### [WORK TO DO]
Reproduce word for word every line from the one containing "Where is the glass facade in this photo?" down to the one containing "[55,110,965,634]", including both of those lines.
┄┄┄┄┄┄┄┄┄┄
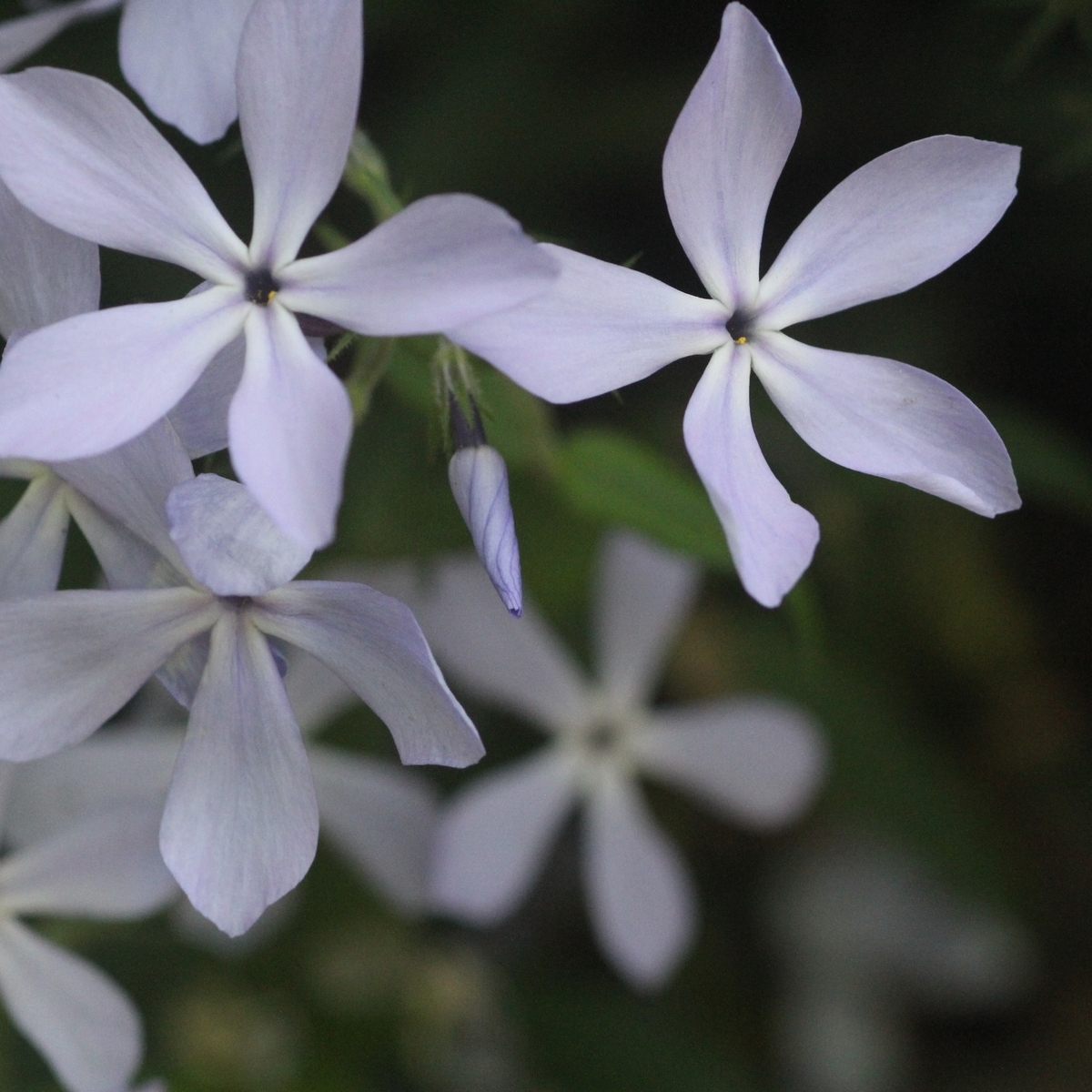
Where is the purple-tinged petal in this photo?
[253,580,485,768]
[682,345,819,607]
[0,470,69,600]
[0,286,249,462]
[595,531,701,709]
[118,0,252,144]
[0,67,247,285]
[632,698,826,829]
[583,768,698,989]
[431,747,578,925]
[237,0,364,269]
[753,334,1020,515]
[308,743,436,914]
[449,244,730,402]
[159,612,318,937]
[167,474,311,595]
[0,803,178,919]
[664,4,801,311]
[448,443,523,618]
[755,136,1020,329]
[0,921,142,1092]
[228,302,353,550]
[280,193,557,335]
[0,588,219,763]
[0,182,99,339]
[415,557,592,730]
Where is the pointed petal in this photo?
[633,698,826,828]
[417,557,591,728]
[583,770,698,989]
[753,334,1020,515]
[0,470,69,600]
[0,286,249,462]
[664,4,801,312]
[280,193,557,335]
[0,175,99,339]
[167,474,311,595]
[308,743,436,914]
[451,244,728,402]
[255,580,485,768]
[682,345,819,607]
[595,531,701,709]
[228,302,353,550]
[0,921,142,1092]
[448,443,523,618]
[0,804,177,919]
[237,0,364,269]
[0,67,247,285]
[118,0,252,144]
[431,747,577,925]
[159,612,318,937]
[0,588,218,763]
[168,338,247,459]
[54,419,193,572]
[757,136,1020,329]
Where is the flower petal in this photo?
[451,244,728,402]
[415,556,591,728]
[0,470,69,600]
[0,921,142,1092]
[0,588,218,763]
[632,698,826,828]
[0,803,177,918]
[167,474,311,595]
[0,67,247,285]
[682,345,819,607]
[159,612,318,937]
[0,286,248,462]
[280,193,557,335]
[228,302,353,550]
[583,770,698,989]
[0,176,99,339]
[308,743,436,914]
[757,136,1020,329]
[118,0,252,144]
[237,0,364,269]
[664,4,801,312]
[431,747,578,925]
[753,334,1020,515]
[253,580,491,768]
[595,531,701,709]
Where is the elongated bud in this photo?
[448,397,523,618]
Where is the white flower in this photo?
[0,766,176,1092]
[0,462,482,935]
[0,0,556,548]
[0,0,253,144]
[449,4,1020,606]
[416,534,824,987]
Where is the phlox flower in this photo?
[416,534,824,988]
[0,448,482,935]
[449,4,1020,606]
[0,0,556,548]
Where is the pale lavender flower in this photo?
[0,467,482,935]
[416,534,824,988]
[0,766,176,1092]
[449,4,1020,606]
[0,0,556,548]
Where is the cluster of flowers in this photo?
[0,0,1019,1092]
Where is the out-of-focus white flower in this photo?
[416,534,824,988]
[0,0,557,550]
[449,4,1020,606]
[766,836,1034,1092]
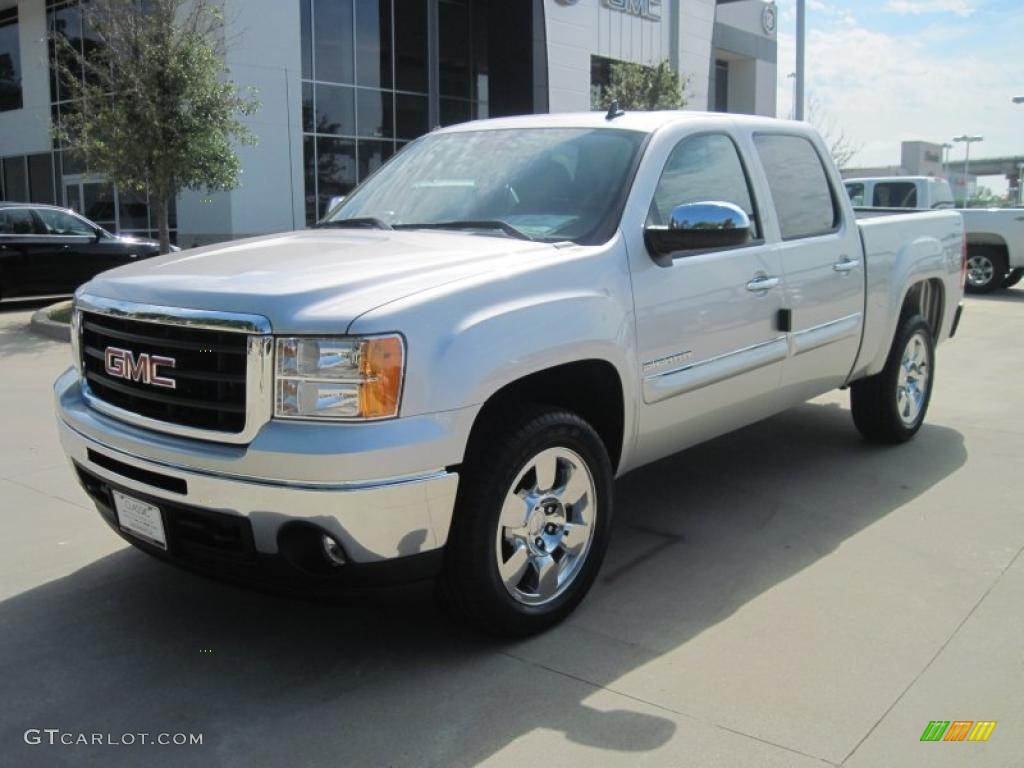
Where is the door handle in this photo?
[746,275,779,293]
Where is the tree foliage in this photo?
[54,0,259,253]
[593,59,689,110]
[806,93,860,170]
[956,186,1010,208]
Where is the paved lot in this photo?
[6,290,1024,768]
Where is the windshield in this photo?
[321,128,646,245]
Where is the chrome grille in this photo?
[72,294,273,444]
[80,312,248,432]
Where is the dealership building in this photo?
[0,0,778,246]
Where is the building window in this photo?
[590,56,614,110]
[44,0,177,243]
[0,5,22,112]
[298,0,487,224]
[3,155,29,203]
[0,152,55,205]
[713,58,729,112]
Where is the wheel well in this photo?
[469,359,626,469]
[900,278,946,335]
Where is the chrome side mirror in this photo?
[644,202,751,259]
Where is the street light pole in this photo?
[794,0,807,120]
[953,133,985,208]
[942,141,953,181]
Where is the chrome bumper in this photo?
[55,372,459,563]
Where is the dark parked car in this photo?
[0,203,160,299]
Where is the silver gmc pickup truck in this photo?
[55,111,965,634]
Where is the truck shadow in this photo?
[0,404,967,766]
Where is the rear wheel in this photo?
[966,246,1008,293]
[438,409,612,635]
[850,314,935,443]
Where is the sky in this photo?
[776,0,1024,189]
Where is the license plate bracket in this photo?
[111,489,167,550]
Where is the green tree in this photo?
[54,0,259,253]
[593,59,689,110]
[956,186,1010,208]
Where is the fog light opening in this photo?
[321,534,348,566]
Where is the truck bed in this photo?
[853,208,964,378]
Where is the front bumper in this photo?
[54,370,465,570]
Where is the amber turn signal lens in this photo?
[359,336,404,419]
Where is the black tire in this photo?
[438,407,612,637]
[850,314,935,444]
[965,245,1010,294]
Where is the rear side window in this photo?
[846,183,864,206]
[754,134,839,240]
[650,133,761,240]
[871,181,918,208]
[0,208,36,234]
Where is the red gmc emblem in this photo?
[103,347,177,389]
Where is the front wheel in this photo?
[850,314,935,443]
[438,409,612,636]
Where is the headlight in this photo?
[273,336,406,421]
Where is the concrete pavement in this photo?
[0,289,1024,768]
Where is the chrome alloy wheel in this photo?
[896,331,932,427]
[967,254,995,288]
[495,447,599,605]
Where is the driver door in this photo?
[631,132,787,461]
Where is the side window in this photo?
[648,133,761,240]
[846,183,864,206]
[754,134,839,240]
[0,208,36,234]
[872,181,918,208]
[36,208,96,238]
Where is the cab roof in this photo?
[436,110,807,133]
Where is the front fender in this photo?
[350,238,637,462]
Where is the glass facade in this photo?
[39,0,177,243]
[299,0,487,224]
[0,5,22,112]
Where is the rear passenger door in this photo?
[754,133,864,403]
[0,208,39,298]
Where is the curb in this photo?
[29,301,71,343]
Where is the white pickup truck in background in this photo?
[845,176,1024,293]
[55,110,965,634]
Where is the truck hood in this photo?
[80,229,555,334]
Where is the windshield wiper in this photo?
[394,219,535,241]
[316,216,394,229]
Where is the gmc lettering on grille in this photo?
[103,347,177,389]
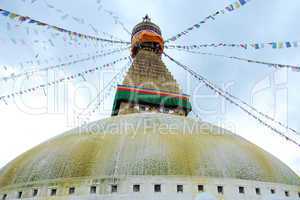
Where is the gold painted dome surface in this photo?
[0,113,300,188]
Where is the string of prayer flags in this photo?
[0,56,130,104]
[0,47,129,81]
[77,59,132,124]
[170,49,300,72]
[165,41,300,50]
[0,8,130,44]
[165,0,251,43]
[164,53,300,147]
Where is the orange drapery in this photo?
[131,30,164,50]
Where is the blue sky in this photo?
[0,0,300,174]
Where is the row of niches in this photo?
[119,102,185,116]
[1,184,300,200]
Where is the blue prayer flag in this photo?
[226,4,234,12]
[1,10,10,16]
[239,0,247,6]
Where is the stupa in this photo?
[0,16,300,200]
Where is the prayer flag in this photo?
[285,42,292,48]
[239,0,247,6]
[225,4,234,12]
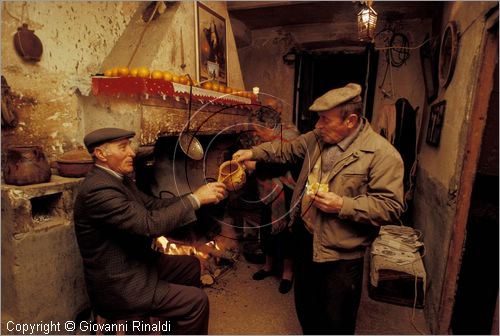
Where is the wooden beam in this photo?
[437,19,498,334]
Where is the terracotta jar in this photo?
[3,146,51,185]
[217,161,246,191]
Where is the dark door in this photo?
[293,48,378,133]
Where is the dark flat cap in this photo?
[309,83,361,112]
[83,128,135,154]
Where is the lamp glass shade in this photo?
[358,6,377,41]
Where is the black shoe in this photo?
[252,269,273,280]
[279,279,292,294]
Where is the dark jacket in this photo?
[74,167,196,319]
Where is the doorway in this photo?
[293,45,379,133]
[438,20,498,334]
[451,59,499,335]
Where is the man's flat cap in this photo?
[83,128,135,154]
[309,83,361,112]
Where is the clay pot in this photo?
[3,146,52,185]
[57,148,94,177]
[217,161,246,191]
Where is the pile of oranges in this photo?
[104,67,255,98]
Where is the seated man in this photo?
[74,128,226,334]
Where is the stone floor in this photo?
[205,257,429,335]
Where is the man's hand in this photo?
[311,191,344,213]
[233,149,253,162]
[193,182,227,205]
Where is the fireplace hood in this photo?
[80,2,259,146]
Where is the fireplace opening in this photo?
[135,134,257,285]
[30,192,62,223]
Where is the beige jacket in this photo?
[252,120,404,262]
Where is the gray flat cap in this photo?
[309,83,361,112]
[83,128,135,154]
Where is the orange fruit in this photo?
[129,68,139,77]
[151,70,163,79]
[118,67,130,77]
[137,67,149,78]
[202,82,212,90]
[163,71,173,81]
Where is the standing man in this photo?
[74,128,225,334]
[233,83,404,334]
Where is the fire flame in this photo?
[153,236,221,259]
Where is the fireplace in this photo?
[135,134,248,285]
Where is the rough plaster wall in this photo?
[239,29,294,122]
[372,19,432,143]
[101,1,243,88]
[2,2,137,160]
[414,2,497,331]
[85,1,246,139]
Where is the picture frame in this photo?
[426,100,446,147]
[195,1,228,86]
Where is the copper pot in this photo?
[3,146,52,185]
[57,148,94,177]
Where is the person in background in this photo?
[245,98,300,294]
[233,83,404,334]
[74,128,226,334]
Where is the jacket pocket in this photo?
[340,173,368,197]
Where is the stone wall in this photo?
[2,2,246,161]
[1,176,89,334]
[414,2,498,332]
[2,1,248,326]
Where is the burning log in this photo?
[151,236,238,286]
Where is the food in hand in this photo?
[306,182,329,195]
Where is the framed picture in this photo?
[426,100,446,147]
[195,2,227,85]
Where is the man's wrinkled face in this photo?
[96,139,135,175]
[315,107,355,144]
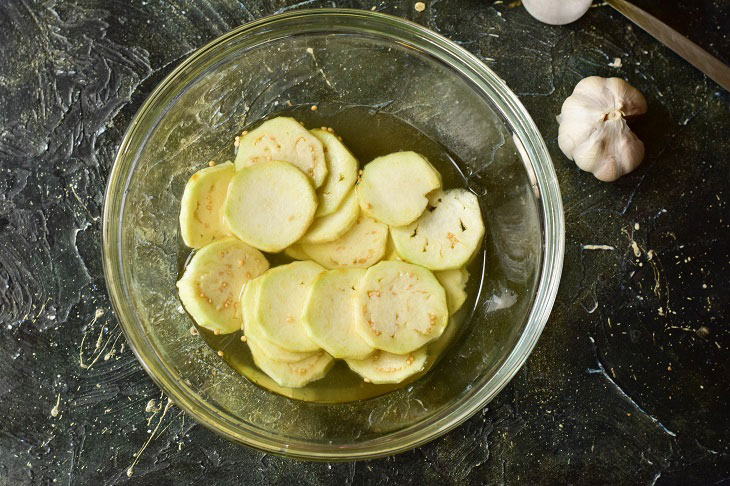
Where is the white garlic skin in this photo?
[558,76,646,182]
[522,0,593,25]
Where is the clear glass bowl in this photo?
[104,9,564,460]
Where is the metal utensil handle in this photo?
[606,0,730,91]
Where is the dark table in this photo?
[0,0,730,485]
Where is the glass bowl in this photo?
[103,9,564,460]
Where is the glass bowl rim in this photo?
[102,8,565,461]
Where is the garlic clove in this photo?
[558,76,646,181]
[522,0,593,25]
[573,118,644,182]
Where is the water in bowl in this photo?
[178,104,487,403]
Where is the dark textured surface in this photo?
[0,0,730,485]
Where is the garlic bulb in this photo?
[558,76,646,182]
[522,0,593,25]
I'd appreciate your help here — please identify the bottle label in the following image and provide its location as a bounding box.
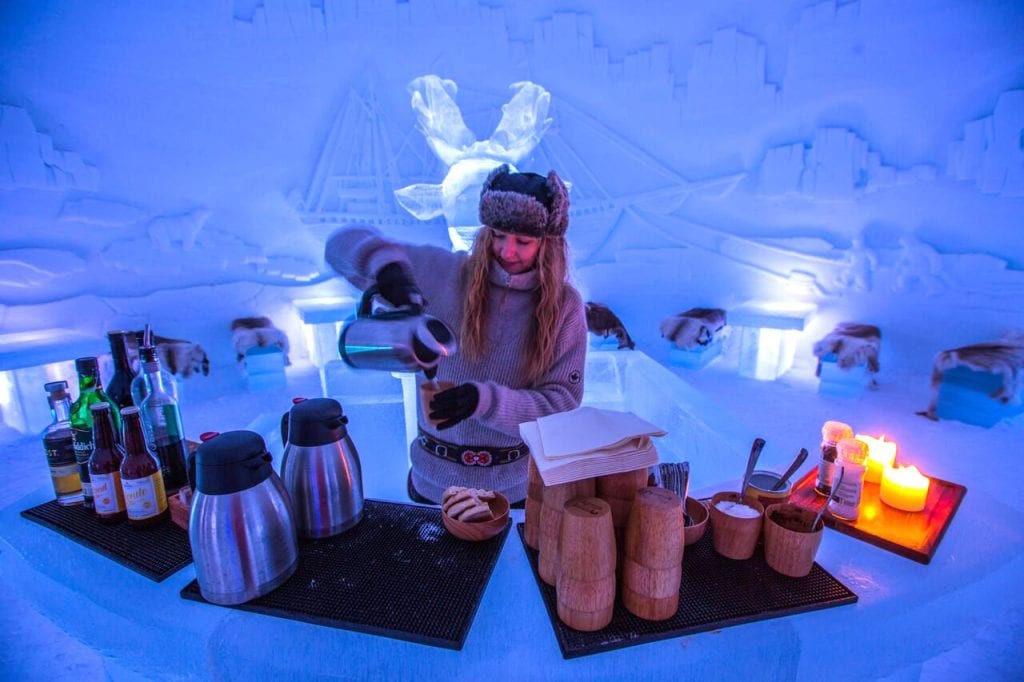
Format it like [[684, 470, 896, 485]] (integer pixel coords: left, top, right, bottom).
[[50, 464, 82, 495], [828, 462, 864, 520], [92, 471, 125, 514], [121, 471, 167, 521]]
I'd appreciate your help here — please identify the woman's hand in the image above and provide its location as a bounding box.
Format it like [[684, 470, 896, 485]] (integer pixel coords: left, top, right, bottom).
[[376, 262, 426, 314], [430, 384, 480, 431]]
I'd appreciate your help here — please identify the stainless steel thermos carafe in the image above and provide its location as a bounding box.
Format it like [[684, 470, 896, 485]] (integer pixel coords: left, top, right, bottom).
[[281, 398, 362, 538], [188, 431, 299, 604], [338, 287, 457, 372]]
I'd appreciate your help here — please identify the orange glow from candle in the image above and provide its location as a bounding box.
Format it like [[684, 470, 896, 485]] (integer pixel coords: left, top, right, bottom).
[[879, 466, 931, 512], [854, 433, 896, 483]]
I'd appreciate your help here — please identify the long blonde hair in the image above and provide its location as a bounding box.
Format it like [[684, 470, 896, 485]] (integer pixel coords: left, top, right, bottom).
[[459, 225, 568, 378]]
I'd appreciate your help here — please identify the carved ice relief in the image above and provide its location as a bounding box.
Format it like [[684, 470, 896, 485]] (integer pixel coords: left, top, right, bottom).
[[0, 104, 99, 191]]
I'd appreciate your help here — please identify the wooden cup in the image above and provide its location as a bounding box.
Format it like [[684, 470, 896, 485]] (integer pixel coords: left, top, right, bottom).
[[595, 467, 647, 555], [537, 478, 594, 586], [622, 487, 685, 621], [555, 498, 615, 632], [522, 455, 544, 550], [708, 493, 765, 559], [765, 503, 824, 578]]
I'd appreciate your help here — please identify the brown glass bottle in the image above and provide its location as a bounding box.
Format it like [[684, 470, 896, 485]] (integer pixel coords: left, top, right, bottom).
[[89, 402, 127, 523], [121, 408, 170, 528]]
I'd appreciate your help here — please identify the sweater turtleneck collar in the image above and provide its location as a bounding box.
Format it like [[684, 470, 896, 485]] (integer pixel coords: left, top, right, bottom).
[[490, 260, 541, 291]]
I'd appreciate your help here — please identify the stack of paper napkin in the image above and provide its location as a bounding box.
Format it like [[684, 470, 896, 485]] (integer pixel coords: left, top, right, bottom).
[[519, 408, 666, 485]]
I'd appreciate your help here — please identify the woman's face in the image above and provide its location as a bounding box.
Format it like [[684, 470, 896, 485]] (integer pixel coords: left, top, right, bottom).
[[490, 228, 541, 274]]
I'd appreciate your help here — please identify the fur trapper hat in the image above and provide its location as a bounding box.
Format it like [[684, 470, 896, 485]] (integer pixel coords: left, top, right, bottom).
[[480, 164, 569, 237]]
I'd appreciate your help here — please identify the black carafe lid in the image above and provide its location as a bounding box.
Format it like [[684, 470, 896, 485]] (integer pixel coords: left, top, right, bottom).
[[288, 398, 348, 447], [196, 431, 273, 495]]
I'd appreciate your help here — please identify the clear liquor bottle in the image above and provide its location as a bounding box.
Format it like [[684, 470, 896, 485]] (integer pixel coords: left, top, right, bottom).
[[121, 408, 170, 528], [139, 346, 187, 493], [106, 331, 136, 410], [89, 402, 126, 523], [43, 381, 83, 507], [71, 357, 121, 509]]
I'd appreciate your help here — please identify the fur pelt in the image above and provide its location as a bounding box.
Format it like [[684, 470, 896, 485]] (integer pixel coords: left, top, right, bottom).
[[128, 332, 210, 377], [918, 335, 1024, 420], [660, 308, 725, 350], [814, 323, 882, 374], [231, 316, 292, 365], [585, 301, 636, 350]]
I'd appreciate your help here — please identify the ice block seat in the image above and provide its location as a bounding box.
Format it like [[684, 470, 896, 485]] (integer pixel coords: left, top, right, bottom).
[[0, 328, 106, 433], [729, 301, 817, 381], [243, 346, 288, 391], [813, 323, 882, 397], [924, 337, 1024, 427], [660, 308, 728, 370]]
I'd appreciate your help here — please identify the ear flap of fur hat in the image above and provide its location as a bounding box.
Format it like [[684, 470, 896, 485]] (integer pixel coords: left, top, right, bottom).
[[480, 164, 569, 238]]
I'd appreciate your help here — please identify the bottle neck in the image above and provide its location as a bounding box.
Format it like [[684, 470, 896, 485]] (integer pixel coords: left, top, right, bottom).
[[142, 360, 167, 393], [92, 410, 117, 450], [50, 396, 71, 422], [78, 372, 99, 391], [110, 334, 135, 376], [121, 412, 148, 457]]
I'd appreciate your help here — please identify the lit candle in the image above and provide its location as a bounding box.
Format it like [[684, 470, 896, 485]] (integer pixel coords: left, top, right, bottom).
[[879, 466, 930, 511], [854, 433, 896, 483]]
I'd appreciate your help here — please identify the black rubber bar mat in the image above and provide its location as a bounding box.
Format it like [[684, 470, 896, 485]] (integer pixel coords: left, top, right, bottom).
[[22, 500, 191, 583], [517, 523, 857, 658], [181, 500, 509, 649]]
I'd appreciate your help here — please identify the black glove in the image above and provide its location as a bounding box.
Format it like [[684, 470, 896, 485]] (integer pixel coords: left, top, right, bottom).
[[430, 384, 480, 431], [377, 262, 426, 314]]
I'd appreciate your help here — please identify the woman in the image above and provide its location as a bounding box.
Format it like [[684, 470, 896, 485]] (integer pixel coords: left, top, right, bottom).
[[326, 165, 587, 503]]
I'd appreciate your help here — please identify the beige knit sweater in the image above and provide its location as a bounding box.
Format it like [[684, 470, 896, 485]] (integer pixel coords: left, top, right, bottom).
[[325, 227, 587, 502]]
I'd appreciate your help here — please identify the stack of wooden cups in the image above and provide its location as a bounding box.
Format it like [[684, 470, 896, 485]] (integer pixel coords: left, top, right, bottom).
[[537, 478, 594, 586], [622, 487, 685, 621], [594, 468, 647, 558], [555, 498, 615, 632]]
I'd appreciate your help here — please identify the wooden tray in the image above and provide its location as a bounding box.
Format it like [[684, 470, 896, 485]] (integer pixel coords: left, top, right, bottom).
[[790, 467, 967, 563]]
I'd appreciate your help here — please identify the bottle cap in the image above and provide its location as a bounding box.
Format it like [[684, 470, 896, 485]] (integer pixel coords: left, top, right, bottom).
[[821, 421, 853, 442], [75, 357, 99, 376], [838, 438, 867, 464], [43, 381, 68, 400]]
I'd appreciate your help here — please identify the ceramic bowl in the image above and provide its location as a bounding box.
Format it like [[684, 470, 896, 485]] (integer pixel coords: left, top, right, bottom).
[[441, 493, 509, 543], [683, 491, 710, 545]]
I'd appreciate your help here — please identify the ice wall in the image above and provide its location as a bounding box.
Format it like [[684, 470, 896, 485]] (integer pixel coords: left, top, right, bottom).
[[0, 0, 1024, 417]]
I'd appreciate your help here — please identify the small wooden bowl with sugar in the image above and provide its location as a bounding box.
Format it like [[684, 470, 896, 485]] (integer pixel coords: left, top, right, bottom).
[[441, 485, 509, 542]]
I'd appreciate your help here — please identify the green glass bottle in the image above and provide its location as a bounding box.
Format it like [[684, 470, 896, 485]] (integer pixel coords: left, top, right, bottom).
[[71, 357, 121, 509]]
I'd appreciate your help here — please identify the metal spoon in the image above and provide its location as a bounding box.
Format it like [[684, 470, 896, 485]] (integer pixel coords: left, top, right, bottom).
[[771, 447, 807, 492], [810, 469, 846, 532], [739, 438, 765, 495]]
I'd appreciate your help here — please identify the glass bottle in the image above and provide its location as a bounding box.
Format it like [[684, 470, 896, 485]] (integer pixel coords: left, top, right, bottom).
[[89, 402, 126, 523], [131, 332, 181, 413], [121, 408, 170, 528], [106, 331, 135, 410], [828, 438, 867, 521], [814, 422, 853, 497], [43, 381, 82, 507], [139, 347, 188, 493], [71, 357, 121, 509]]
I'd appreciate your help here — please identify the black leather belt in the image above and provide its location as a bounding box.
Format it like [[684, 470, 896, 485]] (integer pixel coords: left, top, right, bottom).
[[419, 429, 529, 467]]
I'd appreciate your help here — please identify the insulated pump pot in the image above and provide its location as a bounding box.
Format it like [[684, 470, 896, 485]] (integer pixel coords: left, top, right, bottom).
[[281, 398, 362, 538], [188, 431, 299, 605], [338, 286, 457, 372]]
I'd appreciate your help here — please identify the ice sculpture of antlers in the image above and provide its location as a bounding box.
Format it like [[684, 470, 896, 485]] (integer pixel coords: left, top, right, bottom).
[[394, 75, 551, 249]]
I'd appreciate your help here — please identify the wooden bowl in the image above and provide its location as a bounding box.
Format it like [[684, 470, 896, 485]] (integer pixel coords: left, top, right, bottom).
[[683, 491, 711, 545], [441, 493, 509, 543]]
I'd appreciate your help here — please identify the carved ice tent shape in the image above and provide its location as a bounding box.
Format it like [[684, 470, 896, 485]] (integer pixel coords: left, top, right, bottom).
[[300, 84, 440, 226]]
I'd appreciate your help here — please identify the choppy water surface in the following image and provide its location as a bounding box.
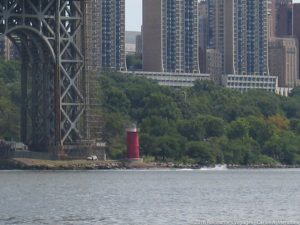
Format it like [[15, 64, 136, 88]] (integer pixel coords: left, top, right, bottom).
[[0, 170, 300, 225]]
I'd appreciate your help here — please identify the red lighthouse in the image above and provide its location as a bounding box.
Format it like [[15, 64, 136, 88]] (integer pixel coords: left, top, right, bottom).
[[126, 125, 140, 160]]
┄┄┄┄┄┄┄┄┄┄
### [EXPECTED ANSWER]
Where is the glass facade in this photo?
[39,0,177,243]
[299,0,487,224]
[0,5,22,112]
Where is the rear passenger door in this photo?
[754,133,864,403]
[0,208,39,298]
Where is the curb in this photo?
[29,301,71,343]
Where is the white pickup truck in background in this photo?
[845,176,1024,293]
[55,110,965,634]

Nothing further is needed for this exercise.